Requirements: Report each line in the entries below that contains the string "gradient", copying every such line in full.

(Entries for pointing to named objects)
────

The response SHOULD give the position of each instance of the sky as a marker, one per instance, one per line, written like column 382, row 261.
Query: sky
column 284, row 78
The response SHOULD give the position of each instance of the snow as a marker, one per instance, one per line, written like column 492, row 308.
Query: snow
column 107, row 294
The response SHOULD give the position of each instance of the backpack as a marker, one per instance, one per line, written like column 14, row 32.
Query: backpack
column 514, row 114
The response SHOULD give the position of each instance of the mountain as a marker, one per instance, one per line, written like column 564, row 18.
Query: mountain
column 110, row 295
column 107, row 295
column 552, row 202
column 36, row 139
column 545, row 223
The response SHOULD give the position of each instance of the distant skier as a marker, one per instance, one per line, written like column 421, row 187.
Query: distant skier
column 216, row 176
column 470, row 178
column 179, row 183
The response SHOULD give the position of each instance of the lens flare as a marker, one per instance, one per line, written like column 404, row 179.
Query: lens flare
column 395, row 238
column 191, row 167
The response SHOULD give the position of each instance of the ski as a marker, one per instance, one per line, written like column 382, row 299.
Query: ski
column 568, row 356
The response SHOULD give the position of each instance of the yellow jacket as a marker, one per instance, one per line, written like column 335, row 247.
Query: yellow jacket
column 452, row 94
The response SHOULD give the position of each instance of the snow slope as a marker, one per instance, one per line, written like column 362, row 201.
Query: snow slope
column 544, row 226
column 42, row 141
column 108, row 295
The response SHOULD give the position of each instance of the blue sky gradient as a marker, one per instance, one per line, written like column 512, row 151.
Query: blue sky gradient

────

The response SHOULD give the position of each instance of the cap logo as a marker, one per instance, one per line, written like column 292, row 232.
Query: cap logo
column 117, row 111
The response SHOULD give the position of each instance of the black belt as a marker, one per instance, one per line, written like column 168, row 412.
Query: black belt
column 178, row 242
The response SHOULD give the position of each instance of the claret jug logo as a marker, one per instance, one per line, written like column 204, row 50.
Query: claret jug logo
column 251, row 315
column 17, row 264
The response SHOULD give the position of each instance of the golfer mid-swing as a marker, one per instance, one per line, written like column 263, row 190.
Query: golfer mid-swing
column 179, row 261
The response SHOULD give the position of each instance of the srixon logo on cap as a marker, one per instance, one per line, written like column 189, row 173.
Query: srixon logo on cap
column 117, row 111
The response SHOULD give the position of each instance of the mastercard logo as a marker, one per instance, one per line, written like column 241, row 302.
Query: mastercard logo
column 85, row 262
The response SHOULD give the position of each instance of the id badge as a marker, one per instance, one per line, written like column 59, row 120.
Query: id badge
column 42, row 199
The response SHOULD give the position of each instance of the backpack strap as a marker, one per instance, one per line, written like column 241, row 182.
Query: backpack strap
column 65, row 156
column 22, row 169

────

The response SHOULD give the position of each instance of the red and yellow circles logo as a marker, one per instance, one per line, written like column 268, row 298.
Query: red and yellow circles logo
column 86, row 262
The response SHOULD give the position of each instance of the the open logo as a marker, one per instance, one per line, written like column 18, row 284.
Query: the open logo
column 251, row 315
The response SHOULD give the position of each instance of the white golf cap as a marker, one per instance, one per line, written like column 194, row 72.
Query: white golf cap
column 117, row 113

────

Response to this task:
The response SHOULD give the position of each instance of the blue sky gradient as a marker, one per instance, one per line, written like column 512, row 151.
Query: blue sky gradient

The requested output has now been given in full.